---------- Task input ----------

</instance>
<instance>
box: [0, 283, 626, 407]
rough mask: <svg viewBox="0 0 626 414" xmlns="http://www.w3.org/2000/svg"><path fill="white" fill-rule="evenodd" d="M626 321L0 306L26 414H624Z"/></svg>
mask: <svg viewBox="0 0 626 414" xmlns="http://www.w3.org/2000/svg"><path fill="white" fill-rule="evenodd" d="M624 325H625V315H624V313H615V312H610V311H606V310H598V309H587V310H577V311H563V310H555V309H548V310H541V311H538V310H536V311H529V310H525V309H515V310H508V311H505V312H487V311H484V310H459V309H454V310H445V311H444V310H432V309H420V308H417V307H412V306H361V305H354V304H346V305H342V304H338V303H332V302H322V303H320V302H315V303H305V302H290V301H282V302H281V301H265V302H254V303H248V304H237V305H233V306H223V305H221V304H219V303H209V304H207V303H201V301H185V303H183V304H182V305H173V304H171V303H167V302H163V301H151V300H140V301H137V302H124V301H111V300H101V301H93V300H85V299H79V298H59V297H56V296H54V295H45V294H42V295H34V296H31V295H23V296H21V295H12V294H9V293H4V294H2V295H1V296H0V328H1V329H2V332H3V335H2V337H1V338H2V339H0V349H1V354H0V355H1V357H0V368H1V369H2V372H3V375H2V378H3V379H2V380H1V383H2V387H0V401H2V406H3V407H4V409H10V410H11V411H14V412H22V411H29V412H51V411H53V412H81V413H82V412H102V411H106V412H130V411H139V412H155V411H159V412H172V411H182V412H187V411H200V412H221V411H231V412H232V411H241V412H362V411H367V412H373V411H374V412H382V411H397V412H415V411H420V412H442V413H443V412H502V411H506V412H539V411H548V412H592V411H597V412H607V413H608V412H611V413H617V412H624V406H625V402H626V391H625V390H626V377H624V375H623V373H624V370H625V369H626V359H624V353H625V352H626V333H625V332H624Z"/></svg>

----------

Write the data back out verbatim.

</instance>
<instance>
box: [0, 283, 626, 407]
rough mask: <svg viewBox="0 0 626 414" xmlns="http://www.w3.org/2000/svg"><path fill="white" fill-rule="evenodd" d="M626 321L0 306L26 414H624Z"/></svg>
mask: <svg viewBox="0 0 626 414" xmlns="http://www.w3.org/2000/svg"><path fill="white" fill-rule="evenodd" d="M624 325H625V315H624V313H615V312H610V311H606V310H598V309H587V310H577V311H563V310H555V309H548V310H541V311H538V310H536V311H529V310H525V309H515V310H508V311H505V312H487V311H484V310H459V309H454V310H445V311H444V310H432V309H420V308H417V307H412V306H361V305H354V304H346V305H342V304H338V303H332V302H322V303H320V302H315V303H305V302H290V301H282V302H281V301H265V302H254V303H248V304H237V305H233V306H223V305H221V304H219V303H209V304H207V303H201V301H185V303H183V304H182V305H173V304H171V303H167V302H163V301H151V300H140V301H137V302H124V301H111V300H101V301H93V300H85V299H79V298H59V297H56V296H54V295H45V294H42V295H34V296H31V295H23V296H21V295H12V294H9V293H4V294H2V295H1V296H0V328H1V329H2V332H3V335H2V337H1V338H2V339H0V349H1V354H0V355H1V357H0V368H1V369H2V372H3V375H2V378H3V379H2V380H1V383H2V387H0V401H2V406H3V407H4V409H10V410H11V411H14V412H22V411H29V412H51V411H53V412H81V413H82V412H102V411H106V412H130V411H139V412H155V411H159V412H172V411H182V412H187V411H200V412H221V411H231V412H232V411H241V412H362V411H367V412H373V411H374V412H382V411H397V412H415V411H420V412H442V413H443V412H502V411H506V412H539V411H548V412H592V411H597V412H607V413H608V412H611V413H617V412H624V406H625V402H626V391H625V390H626V377H624V375H623V373H624V370H625V369H626V359H624V353H625V352H626V333H625V332H624Z"/></svg>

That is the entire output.